Written instruction:
Repeat each record exactly as written, and drop any images.

--------------------------------

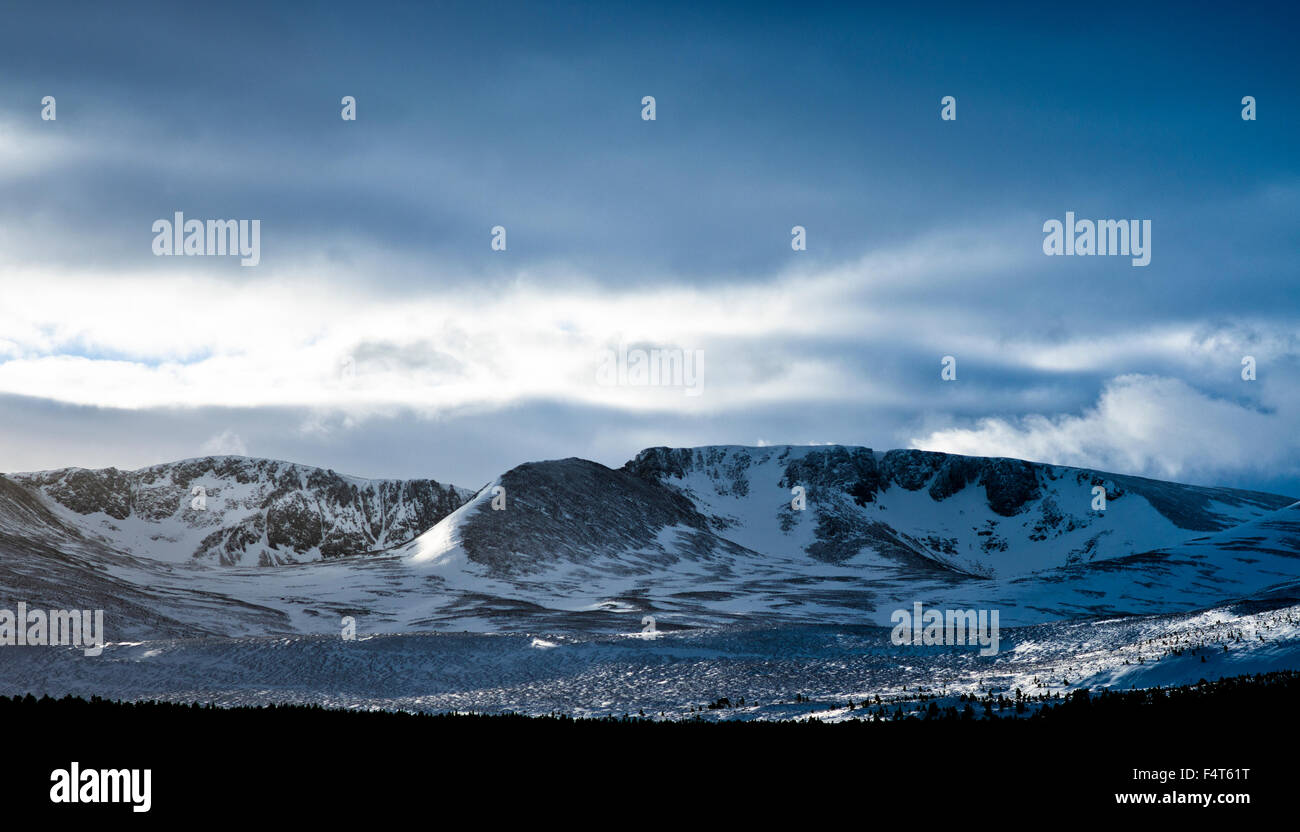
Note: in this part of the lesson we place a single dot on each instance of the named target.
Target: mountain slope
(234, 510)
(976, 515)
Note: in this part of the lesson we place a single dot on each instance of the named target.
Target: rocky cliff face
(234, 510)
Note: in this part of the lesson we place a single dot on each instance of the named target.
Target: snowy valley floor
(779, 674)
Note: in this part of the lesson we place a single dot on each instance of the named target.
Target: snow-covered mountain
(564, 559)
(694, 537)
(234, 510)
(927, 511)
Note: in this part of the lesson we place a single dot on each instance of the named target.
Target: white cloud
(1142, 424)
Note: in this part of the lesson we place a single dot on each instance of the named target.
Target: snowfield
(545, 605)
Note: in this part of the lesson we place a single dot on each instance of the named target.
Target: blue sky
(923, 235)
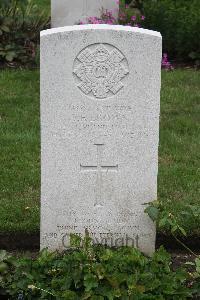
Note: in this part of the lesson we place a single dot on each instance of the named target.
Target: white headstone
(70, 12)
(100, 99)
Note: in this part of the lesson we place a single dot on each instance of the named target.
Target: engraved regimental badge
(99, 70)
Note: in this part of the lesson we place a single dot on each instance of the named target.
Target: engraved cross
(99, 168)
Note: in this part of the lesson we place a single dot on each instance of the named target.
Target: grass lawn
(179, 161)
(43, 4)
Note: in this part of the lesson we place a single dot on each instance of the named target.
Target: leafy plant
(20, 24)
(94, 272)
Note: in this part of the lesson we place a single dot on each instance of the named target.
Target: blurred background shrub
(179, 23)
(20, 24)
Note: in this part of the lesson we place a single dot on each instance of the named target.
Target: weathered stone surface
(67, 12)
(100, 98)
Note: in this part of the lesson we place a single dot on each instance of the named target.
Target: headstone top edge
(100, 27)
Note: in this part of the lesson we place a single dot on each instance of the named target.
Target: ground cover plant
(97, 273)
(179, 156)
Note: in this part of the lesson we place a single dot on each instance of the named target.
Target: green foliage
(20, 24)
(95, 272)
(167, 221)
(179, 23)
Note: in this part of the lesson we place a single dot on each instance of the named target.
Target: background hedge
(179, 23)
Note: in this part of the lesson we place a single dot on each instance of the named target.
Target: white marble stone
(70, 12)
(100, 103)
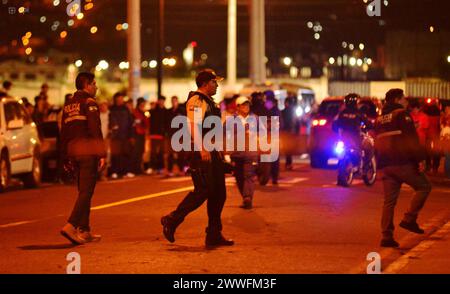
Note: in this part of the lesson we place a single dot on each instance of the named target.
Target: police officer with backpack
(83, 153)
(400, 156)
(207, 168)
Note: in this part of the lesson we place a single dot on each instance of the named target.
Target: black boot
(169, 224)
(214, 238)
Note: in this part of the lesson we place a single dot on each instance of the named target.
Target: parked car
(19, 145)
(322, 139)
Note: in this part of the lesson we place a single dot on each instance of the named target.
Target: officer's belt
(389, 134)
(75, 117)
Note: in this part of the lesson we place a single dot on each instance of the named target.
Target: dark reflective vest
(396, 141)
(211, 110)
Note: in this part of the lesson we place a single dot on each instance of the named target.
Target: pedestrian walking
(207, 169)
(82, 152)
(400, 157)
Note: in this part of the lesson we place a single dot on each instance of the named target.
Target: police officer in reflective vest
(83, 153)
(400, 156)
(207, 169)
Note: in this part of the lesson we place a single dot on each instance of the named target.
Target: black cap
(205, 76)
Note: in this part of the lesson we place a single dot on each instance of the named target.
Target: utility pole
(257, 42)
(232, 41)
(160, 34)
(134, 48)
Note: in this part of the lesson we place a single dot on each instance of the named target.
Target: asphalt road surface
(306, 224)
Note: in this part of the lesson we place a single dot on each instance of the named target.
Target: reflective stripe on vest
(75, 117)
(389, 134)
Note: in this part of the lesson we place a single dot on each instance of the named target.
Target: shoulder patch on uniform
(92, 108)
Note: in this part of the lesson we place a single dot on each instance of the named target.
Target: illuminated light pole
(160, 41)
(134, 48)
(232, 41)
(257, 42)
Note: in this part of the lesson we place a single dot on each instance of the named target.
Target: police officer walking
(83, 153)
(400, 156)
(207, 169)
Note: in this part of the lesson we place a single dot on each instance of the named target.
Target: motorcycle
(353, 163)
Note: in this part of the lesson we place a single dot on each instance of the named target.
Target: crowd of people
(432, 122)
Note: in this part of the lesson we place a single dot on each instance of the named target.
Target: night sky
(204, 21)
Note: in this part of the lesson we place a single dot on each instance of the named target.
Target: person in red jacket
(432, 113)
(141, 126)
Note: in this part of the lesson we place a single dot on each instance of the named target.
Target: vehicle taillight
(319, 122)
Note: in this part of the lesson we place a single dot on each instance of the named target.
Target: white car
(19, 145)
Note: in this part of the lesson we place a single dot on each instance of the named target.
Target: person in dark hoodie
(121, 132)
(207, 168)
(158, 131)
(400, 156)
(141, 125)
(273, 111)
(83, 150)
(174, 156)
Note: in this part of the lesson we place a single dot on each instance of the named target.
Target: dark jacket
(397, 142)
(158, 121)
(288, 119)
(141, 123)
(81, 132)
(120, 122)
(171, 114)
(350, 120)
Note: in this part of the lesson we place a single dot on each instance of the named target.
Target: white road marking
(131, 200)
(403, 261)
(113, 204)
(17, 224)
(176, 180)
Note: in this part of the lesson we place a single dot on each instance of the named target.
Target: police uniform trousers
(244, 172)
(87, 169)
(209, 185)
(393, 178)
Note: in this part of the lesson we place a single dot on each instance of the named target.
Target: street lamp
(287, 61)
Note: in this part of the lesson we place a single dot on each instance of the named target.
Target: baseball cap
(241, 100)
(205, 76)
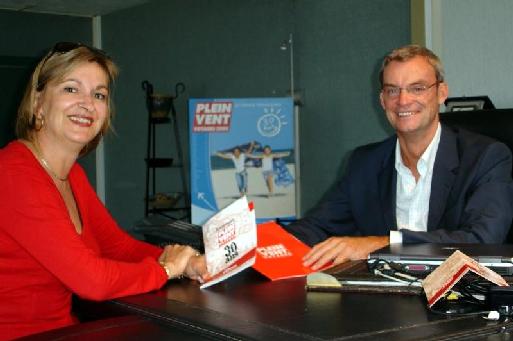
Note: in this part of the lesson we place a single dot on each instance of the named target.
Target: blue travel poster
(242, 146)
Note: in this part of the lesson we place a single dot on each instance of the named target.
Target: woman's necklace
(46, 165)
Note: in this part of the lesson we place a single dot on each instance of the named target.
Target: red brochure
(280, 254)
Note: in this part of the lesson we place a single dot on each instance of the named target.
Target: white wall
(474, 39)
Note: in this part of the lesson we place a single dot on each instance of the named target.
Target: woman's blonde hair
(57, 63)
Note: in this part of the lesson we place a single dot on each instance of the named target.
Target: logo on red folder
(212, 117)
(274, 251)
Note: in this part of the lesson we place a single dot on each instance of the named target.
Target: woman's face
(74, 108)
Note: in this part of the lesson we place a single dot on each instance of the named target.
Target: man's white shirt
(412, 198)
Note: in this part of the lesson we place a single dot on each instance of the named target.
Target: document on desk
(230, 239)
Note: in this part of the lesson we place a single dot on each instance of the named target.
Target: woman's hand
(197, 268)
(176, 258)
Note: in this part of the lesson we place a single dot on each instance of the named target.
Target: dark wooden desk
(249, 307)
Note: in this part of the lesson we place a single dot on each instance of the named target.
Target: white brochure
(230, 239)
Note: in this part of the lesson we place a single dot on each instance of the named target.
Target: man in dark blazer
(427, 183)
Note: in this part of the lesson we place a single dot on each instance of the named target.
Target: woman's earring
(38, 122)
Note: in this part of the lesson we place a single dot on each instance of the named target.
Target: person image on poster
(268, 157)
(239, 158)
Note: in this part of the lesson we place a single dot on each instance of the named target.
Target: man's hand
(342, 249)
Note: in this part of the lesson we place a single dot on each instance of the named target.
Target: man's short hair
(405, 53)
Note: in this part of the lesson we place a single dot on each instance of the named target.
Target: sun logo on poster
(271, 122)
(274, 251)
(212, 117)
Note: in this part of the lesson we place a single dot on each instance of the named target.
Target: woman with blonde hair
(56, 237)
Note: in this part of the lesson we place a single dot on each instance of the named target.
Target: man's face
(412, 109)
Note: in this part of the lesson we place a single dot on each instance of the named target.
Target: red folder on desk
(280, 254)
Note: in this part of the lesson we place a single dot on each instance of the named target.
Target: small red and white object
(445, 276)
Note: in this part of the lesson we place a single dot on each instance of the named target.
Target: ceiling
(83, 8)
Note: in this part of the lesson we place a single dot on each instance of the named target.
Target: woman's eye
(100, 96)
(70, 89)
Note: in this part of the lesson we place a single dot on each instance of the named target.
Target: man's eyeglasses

--------------------------------

Final result:
Note: in this part of the lesson we place a single dot on each instance of the named target.
Target: mountain slope
(234, 510)
(976, 515)
Note: in this part of the lesson we place a single dot on each instance of the named target.
Target: rocky cliff face
(234, 510)
Note: in this part of the lesson we place a single dot on each instance of the named target.
Target: snowy valley floor
(779, 674)
Note: in this part of the lesson we place a single dot on each instance of the named target.
Target: snow-covered mountain
(564, 559)
(694, 537)
(234, 510)
(927, 511)
Note: in this part of the lesson we place a single dot on each instance of the named target.
Target: white cloud
(1142, 424)
Note: in this part of the lesson we place a single dot on each instance of the named target.
Target: snowfield
(545, 605)
Note: in this part of the lesson we place a single dot on each instance of the named target.
Target: blue sky
(923, 235)
Note: in this part of the lesson we place a single dot on each instance of the named target.
Target: white headstone
(70, 12)
(100, 99)
Note: in this part of the lesson we place a single dot on each instance of the named target.
Target: engraved regimental badge
(99, 70)
Note: in this part of the lesson we place a single dot on each instance of the named target.
Target: engraved cross
(99, 168)
Note: in this part of the lesson we place a single dot on each instance of the named target.
Target: grass lawn
(179, 161)
(43, 4)
Note: in this part of the lesson we place a single dot on each instance of the named target.
Target: leafy plant
(20, 24)
(94, 272)
Note: in this part of the lesson we place a single dot on each instance of the named target.
Target: blurred background shrub
(179, 23)
(20, 24)
Note: in this part of the lesson we place a single dot on each instance of the named target.
Target: weathered stone surface
(67, 12)
(100, 98)
Note: in this part of the lesson we place a single dot on each instance of the named target.
Target: headstone top edge
(100, 27)
Note: in this part of the lesson we place a single dot on each instance of the named target.
Target: ground cover plant
(97, 273)
(179, 156)
Note: in this part of the lesson we place a single dot on each instance of the named target.
Target: green foliage
(20, 24)
(95, 272)
(167, 221)
(179, 23)
Note: in this part of the lesson we place a single dot on each instance of the named target.
Target: background hedge
(179, 23)
Note: in this part of the lesson we place a single dot on each instance of the named target.
Target: white marble stone
(70, 12)
(100, 103)
Note: in this part of the lesson we place a single dot on each instance of the named target.
Target: police officer with backpack
(83, 153)
(400, 156)
(207, 168)
Note: in this part of the lesson we place a single dot on each instance of the named target.
Target: black boot
(169, 224)
(214, 238)
Note: in this part of the lesson we place a single dot on each instance of the named target.
Target: parked car
(19, 145)
(322, 139)
Note: in this part of the lesson we place a single dot on each instance of the named target.
Target: officer's belt
(389, 134)
(75, 117)
Note: in this part of the lesson we place a single dot on each instance of the named target.
Target: dark reflective vest
(396, 141)
(211, 110)
Note: in this part of the lesson we place a single dot on each instance of the named target.
Target: pedestrian walking
(207, 169)
(82, 152)
(400, 157)
Note: in this part of the lesson we place a single dot on each instance of the named target.
Target: police officer in reflective vest
(83, 153)
(400, 156)
(207, 169)
Note: in this part of the lesson we place a single dot on each instance of the named target.
Target: black cap
(205, 76)
Note: in this part of the lesson we place a single dot on each instance of the named target.
Target: utility pole
(257, 42)
(232, 41)
(160, 34)
(134, 48)
Note: in this part of the lesson we place a single dot on each instance of the named target.
Target: asphalt road surface
(306, 224)
Note: in this part of the lesson we place a single dot on each instance of the named target.
Target: reflective stripe on vest
(75, 117)
(389, 134)
Note: in this part of the lesson we place a single dot on each instance of the named target.
Target: shoulder patch on uniform
(92, 108)
Note: in this part of the lesson we place a single dot on each instance of the named target.
Target: illuminated light pole
(160, 41)
(134, 48)
(232, 41)
(257, 42)
Note: in this part of the lesson we place a single dot on each instance of the named target.
Target: police officer walking
(83, 153)
(400, 156)
(207, 169)
Note: in this part of the lesson we place a single dot on each instance of the named target.
Target: motorcycle
(353, 163)
Note: in this part of the lesson we place a single dot on each instance of the named target.
Target: crowd of people
(432, 122)
Note: in this part of the lesson we place a single dot on each instance of the named target.
Target: night sky
(204, 21)
Note: in this part of the lesson we place a single dot on each instance of the named target.
Target: person in red jacket
(432, 113)
(141, 126)
Note: in this part of the lesson we place a single dot on each instance of the named target.
Target: vehicle taillight
(319, 122)
Note: in this part of the lesson we place a single dot on each instance of the named target.
Target: white car
(19, 145)
Note: in this part of the lesson we place a single dot on each instance of the named target.
Target: person in dark hoodie
(121, 132)
(207, 168)
(158, 131)
(400, 156)
(141, 125)
(273, 111)
(83, 150)
(174, 156)
Note: in this part of the lesson we place a single dot on each instance of the named target.
Target: dark jacket
(397, 142)
(158, 121)
(288, 119)
(141, 123)
(81, 132)
(120, 122)
(171, 114)
(350, 120)
Note: in this part of the lesson we place a single dot on each instance of the named target.
Target: white road marking
(131, 200)
(403, 261)
(113, 204)
(17, 224)
(176, 180)
Note: in this part of the lesson we place a single dot on each instance of the named target.
Target: police uniform trousers
(244, 172)
(87, 169)
(209, 185)
(393, 178)
Note: in this part of the lesson we place a single dot on each instance of the named target.
Target: street lamp
(287, 61)
Note: in this part of the lesson we place a single dot on each instance of the named target.
Target: baseball cap
(241, 100)
(205, 76)
Note: in this part of the lesson we place a single dot on each instance of the named target.
Target: blue travel poster
(242, 146)
Note: in this part of the lesson we place a single dot on each instance of the named target.
Target: woman's necklace
(46, 165)
Note: in this part of the lesson we place a single dot on each instance of the named target.
Target: red brochure
(280, 254)
Note: in this part of the lesson we place a single dot on each instance of the named target.
Target: white wall
(474, 39)
Note: in this part of the lesson we place a single dot on each instance of the named target.
Target: woman's blonde hair
(57, 63)
Note: in this part of the lesson we place a single dot on each instance of the named target.
Target: logo on red folder
(212, 117)
(274, 251)
Note: in this part of the lesson we place a single dot on each instance of the named target.
Target: woman's face
(74, 108)
Note: in this part of the lesson we place a single dot on each instance of the named target.
Target: man's white shirt
(412, 198)
Note: in this part of the lesson we place a single dot on each instance of the named target.
Target: document on desk
(230, 239)
Note: in this part of the lesson we place a single dot on each instance of the named target.
Target: woman's hand
(197, 268)
(176, 258)
Note: in this part of the lesson we place a single dot on each instance of the named target.
Target: dark wooden desk
(249, 307)
Note: in this part of the lesson we place a single dot on each instance of the named target.
Target: white brochure
(230, 239)
Note: in this part of the lesson we place a single dot on each instance of the named target.
Target: man in dark blazer
(427, 183)
Note: in this part of the lesson we place a single dot on each instance of the named target.
Target: woman's earring
(38, 122)
Note: in this part of the lesson we place a single dot on each instance of the named target.
Target: person image on poster
(268, 157)
(239, 158)
Note: in this part of the lesson we place a single dot on each instance of the named target.
Target: man's hand
(342, 249)
Note: in this part of the lesson we place a single dot on each instance of the named target.
Target: man's short hair
(405, 53)
Note: in this part of the lesson we place a single dot on each instance of the named target.
Target: sun logo on poster
(271, 122)
(274, 251)
(212, 117)
Note: in this part of the lesson we place a single dot on each instance of the named target.
Target: woman with blonde hair
(56, 237)
Note: in this part of the lesson we place a single dot on each instance of the named target.
Target: man's face
(412, 109)
Note: in this part of the lesson we place a single dot on each instance of the named target.
Target: red folder on desk
(280, 254)
Note: in this part of the lesson we place a single dot on each instance of the named target.
Target: small red and white object
(445, 276)
Note: in this part of the lesson we place a single dot on each instance of the named target.
Target: ceiling
(83, 8)
Note: in this part of the lesson we place a single dot on each instance of the named target.
Target: woman's eye
(100, 96)
(70, 89)
Note: in this part of the lesson we place a single dot on each instance of the named target.
Target: man's eyeglasses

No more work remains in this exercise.